** BEGIN **

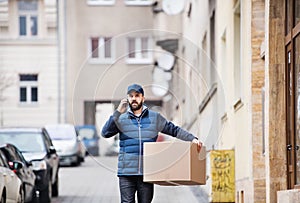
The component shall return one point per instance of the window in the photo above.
(101, 49)
(139, 50)
(100, 2)
(28, 17)
(292, 50)
(138, 2)
(237, 56)
(28, 88)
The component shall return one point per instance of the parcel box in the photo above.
(174, 163)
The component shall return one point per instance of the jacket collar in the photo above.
(131, 114)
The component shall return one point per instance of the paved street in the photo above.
(96, 181)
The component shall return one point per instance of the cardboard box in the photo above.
(174, 163)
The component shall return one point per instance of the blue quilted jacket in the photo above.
(133, 132)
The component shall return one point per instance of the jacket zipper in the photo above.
(140, 144)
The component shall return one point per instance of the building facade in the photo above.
(31, 63)
(242, 77)
(110, 44)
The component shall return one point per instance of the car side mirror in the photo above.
(16, 165)
(52, 150)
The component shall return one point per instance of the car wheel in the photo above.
(45, 195)
(55, 186)
(21, 196)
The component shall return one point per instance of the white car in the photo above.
(10, 185)
(67, 143)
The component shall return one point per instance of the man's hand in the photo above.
(123, 106)
(199, 144)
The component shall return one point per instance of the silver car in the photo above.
(67, 143)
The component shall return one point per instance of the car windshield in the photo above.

** END **

▶ _The request_:
Can you return, unchanged, the lines of the records above that begin at the line containing "The component shall return one point per instance of the man's" and stop at the end of the records, with both of those lines included?

▶ _Final result_:
The component shall return one point per instance of the man's hand in the photo above.
(123, 106)
(199, 144)
The component shall return one point per instance of the silver car in the photo above.
(67, 143)
The component shall return one point per instance of the car windshield in the photo above.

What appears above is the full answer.